_EXERCISE GOAL_
For the records below, say how many lines contain the string "door". Give no other text.

_DATA SUPPLIED_
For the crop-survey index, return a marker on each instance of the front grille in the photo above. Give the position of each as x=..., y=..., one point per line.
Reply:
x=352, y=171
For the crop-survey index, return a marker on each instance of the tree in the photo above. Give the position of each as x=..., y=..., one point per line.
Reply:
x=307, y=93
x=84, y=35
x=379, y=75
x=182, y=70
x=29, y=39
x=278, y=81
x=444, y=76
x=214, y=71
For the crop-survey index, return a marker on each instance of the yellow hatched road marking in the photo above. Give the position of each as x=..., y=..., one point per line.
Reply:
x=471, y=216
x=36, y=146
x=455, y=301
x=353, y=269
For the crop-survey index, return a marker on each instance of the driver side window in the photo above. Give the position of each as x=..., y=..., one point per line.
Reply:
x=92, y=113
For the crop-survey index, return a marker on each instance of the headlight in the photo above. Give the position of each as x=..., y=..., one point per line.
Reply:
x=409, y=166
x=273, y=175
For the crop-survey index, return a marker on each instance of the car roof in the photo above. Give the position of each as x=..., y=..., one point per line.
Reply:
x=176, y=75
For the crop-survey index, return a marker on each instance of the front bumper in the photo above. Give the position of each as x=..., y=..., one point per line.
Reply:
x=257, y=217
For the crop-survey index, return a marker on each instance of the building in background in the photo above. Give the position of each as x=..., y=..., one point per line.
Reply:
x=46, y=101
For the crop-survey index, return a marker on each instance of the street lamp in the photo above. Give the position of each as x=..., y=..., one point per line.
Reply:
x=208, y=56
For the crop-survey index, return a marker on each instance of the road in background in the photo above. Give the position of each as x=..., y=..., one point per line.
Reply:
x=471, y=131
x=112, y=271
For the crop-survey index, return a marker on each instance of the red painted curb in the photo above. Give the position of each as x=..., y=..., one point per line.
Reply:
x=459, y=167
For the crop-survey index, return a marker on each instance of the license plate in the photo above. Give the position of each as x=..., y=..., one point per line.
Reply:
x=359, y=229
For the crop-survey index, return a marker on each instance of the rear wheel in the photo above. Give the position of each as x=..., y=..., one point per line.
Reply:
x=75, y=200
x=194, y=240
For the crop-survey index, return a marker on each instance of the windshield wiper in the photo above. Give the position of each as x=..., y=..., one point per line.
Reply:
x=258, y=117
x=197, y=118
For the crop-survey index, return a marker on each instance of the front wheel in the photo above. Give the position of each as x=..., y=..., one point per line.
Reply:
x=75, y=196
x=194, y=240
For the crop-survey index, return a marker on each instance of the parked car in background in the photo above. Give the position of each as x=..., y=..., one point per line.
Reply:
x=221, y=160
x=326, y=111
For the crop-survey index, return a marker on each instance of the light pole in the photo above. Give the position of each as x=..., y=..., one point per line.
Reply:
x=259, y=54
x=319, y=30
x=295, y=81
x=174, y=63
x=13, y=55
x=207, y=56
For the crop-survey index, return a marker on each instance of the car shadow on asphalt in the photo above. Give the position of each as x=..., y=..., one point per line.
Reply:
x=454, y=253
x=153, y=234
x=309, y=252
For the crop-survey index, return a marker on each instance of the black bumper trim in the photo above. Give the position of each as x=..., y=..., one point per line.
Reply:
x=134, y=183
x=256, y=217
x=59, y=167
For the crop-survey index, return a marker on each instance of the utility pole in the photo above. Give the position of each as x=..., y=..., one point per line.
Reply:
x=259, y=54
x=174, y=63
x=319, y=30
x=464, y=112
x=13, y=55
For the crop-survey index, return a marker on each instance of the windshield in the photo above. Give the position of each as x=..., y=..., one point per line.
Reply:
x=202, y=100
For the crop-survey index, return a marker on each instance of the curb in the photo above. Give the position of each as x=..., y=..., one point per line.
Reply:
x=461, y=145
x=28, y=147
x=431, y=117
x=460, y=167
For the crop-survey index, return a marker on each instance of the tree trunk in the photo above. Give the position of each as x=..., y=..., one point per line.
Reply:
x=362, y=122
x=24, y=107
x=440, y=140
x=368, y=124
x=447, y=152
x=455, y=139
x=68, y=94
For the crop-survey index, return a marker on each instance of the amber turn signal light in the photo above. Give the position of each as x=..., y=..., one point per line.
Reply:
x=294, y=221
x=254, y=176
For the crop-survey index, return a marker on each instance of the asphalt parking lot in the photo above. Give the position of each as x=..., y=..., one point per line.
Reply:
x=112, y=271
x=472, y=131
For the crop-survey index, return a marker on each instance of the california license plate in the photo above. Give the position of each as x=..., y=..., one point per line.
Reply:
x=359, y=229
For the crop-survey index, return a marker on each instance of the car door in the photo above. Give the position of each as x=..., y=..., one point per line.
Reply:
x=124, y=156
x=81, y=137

---

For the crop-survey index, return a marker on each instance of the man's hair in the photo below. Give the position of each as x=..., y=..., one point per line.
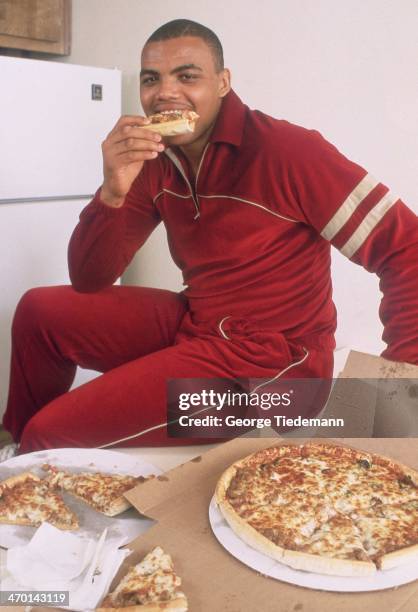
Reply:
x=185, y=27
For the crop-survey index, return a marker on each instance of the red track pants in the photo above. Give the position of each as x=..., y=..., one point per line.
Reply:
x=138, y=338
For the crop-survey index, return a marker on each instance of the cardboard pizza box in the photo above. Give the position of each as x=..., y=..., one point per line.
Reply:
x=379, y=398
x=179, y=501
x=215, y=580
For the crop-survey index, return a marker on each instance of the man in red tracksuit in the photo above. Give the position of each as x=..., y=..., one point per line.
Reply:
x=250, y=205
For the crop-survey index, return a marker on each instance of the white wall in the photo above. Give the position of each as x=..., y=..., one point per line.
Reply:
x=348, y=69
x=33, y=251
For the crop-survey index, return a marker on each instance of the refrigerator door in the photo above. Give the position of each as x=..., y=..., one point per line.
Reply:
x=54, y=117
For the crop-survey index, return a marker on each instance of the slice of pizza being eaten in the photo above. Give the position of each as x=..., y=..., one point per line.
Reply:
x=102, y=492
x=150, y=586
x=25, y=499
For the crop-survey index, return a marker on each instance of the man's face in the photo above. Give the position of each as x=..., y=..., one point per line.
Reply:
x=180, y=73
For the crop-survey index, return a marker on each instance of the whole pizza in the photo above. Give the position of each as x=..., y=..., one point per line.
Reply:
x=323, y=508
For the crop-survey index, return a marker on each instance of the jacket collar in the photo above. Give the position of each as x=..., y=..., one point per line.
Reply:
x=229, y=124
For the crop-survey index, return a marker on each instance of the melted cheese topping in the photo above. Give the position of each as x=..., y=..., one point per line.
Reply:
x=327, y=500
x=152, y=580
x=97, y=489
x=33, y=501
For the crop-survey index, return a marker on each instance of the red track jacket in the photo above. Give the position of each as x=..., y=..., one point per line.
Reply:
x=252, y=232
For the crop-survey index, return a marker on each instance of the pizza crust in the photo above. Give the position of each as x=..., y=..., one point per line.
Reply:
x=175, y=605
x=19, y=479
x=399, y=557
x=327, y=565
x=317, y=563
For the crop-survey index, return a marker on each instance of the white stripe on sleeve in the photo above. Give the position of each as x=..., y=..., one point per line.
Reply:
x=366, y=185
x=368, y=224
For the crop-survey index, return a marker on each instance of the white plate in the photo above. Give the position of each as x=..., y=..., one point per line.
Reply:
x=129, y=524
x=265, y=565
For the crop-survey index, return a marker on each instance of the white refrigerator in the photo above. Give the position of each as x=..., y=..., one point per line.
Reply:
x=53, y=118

_COMPLETED EXERCISE_
2